## Required action
Using the data below, output the first line and every line after it up to and including the line containing "Target: window sill", exactly as written and with nothing added.
[[ Entries shown open ]]
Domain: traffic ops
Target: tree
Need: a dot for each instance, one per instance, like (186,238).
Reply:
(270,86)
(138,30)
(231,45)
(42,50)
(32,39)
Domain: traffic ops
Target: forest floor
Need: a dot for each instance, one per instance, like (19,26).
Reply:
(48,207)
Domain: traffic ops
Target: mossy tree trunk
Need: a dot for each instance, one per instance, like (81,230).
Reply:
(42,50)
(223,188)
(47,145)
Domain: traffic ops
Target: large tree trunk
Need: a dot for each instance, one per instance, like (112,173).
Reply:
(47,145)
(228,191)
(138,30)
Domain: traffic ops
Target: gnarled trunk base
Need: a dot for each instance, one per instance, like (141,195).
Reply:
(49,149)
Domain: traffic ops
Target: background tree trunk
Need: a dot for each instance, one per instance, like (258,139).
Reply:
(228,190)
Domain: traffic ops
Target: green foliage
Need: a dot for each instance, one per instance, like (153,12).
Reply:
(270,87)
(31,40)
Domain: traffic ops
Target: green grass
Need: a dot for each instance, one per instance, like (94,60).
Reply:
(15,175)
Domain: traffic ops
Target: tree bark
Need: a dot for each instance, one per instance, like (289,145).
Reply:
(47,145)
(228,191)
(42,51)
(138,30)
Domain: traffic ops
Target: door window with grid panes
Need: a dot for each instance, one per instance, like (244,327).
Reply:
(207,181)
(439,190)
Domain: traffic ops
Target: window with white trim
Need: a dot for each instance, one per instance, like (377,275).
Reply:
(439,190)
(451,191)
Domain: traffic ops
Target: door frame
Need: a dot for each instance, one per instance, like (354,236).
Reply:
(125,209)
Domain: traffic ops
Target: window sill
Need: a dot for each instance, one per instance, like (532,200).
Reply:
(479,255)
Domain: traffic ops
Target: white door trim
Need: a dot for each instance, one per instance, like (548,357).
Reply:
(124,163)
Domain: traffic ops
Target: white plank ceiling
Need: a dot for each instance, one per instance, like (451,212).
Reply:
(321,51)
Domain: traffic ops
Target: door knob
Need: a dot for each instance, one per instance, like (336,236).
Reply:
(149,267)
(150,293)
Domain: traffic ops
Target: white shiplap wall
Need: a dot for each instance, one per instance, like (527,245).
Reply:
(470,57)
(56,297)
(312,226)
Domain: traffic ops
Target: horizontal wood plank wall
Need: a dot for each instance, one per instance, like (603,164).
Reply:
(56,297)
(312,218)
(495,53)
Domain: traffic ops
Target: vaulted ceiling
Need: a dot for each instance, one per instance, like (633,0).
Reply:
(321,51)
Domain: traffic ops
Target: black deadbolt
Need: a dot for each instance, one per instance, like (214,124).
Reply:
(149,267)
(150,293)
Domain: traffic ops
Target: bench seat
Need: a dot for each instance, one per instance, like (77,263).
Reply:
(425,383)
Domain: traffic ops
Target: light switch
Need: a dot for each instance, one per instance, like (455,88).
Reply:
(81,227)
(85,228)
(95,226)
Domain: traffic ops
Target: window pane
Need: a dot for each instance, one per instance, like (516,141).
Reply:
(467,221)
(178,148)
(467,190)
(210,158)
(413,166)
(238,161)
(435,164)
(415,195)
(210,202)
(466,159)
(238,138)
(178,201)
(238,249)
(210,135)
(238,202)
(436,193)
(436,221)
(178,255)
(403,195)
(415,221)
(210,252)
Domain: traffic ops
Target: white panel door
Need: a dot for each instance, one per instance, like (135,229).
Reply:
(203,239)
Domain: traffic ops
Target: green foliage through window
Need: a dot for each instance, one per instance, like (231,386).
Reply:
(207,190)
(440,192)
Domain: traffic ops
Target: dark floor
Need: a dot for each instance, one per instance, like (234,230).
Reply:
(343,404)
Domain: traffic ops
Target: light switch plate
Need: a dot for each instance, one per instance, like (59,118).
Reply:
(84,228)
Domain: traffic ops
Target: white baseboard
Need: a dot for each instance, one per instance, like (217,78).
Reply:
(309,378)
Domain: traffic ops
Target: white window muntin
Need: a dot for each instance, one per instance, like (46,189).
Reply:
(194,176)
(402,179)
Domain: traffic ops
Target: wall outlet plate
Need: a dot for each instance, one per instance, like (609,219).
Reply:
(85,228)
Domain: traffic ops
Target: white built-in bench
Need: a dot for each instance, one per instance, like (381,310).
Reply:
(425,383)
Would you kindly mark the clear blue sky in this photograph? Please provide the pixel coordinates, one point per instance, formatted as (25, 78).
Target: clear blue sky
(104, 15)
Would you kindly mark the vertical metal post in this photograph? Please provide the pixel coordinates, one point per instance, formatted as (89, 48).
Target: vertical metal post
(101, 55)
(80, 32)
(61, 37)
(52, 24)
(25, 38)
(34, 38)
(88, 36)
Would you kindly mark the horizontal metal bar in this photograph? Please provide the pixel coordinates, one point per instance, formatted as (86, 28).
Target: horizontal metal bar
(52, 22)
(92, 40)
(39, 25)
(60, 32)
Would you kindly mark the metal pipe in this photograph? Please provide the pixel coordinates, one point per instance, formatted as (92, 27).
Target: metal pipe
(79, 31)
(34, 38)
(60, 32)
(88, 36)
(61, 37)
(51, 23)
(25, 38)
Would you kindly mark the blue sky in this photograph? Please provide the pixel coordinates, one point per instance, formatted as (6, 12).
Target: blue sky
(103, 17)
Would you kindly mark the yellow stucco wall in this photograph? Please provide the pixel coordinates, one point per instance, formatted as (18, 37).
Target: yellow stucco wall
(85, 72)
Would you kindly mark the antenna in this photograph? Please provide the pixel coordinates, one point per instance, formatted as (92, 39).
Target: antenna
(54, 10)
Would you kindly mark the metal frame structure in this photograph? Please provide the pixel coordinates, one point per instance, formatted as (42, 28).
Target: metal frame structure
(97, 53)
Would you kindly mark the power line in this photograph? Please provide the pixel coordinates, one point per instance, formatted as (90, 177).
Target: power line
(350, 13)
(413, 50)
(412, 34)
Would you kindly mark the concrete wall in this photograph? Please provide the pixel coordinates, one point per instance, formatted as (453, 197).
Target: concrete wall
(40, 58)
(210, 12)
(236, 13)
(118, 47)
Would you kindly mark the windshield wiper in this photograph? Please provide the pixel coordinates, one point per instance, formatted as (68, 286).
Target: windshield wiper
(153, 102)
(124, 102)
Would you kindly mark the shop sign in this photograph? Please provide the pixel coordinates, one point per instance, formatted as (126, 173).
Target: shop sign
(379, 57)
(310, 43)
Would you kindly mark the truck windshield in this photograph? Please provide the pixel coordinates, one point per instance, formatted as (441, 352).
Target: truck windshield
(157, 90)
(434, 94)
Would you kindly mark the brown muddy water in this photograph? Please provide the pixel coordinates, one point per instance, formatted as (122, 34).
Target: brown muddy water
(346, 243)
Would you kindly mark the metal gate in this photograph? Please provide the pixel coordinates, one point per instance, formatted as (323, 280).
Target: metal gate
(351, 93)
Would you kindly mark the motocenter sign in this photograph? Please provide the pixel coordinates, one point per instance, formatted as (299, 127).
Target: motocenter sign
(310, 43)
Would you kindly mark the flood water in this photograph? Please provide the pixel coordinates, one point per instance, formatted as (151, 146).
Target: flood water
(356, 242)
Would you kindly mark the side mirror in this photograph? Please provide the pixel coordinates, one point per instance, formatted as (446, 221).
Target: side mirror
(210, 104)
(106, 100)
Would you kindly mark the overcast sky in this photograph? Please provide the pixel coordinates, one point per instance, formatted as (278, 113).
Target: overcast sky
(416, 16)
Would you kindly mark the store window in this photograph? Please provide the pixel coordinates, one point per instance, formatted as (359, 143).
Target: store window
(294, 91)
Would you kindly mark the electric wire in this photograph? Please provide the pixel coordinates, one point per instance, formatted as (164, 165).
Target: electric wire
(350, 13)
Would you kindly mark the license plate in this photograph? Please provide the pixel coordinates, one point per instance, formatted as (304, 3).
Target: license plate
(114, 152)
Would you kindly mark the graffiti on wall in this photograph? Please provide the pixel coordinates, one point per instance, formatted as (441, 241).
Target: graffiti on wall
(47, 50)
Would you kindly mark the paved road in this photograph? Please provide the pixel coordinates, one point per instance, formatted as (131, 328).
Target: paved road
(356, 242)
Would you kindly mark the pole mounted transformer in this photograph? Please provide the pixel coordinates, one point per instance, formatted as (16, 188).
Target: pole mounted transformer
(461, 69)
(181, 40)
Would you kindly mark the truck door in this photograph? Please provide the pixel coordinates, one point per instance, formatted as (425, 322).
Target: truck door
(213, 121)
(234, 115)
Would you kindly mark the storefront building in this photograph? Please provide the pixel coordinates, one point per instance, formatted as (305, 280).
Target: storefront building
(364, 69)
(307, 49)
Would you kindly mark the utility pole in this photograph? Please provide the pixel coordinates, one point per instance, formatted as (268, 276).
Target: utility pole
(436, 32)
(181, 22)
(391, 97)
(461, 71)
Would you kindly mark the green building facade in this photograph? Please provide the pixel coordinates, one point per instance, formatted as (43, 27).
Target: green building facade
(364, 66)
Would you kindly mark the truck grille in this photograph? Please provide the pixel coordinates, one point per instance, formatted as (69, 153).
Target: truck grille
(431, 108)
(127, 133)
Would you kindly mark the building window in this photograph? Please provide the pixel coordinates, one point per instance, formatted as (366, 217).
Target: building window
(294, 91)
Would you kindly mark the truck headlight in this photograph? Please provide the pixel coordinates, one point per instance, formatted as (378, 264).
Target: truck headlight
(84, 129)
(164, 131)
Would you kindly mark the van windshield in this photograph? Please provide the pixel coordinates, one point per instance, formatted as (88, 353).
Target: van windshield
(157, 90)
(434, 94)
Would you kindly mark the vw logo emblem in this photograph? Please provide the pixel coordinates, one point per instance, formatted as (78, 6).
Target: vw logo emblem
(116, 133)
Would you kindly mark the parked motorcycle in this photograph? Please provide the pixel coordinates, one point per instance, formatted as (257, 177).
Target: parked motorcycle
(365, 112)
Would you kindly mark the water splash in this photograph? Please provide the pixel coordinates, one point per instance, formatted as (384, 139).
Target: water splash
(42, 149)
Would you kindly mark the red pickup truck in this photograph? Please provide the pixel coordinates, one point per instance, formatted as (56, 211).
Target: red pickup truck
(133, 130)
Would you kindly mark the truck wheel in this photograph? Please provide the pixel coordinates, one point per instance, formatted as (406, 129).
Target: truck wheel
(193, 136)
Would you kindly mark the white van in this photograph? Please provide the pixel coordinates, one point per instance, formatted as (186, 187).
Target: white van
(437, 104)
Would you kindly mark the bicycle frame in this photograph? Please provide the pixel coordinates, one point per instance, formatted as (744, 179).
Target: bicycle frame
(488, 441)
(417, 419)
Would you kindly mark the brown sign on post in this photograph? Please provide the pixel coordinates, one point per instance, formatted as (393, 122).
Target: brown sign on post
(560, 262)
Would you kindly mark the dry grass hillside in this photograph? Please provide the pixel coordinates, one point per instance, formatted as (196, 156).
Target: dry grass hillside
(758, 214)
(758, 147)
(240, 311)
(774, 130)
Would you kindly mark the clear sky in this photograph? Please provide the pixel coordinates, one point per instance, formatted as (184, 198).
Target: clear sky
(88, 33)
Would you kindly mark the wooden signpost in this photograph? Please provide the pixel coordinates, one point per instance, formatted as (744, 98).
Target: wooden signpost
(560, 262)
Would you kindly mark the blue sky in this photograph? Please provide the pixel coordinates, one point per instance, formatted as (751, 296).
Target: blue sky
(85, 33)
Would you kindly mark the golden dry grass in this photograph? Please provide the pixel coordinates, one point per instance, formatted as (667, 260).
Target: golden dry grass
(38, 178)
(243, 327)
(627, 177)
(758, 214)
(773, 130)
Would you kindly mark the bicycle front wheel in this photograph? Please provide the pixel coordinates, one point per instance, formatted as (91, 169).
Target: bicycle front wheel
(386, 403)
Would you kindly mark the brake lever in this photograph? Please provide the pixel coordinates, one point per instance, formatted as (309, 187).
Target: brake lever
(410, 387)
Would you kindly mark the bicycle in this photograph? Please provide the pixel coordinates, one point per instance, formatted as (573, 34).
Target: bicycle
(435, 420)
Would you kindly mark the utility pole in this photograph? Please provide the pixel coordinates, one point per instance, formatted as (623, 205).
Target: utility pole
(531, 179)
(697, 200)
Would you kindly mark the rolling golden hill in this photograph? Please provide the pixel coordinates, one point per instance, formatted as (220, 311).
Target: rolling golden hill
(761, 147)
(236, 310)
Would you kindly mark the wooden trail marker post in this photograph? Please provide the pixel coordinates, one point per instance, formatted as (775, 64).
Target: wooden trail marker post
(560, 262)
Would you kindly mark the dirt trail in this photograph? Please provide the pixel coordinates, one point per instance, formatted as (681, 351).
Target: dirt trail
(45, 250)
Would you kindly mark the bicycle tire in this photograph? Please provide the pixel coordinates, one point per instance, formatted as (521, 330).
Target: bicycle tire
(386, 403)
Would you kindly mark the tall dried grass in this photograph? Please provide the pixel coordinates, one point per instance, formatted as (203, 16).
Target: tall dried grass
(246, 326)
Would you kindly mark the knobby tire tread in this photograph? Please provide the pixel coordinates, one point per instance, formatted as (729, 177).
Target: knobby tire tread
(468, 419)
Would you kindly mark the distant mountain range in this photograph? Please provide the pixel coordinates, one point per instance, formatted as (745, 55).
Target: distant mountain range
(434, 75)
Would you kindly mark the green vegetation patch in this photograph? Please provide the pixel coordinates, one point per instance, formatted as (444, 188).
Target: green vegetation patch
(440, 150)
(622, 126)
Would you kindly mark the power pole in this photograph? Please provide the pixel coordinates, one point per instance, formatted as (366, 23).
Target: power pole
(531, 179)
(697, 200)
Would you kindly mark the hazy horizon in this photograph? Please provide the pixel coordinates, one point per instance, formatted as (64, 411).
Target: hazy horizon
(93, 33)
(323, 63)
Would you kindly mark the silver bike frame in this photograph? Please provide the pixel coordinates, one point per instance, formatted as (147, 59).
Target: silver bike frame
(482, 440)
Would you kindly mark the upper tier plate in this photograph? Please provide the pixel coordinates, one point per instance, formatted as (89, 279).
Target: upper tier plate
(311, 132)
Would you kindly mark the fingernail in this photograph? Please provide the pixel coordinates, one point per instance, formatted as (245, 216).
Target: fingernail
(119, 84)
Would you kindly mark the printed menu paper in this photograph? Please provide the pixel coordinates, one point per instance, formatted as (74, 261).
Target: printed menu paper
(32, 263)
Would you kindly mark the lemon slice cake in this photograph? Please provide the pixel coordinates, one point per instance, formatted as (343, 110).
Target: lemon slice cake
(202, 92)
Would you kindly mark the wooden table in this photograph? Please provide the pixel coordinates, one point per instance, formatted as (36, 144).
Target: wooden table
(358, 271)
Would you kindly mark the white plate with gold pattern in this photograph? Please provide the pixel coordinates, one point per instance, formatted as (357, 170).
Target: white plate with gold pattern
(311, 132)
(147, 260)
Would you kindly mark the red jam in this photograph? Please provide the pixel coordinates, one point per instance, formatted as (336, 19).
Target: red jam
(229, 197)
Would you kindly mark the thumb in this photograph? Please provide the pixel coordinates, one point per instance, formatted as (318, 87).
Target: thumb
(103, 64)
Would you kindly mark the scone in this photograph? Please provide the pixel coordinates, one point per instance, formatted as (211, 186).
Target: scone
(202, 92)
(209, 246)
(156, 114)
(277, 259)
[[ Entries shown closed ]]
## Solution
Domain: traffic ops
Target: tree
Need: a dot for each instance, one per instance, like (186,238).
Reply:
(270,86)
(138,30)
(231,45)
(42,50)
(32,39)
Domain: traffic ops
Target: forest floor
Need: a dot for each instance, one per instance, like (19,26).
Reply:
(48,207)
Domain: traffic ops
Target: mossy tree trunk
Need: a dot for each instance, one per instance, like (81,230).
Reply:
(42,50)
(223,188)
(47,145)
Domain: traffic ops
Target: large tree trunk
Need: a dot for each instance, one per instance, like (112,173).
Reply:
(47,145)
(228,191)
(138,30)
Domain: traffic ops
Target: gnarled trunk base
Need: a dot for each instance, one per instance, like (141,195).
Reply:
(49,149)
Domain: traffic ops
Target: background tree trunk
Need: a dot for each instance, one per instance, like (258,139).
Reply:
(228,190)
Domain: traffic ops
Target: green foliage
Need: a dot for each instance, one per instance, like (153,12).
Reply:
(270,87)
(31,40)
Domain: traffic ops
Target: green grass
Need: a dot for each instance, one per instance, like (94,60).
Reply:
(15,175)
Domain: traffic ops
Target: tree bark
Need: a dot for each instance, one per instance, like (289,145).
Reply:
(47,145)
(228,191)
(42,51)
(138,30)
Domain: traffic ops
Target: door window with grid panes
Need: a dot for each instance, one per instance, like (244,327).
Reply:
(207,181)
(439,190)
Domain: traffic ops
Target: window with white trim
Need: a dot for each instance, one per instance, like (377,275).
Reply:
(439,190)
(451,191)
Domain: traffic ops
Target: door frame
Need: a dot for each instance, one per instance, like (354,236).
Reply:
(125,209)
Domain: traffic ops
Target: window sill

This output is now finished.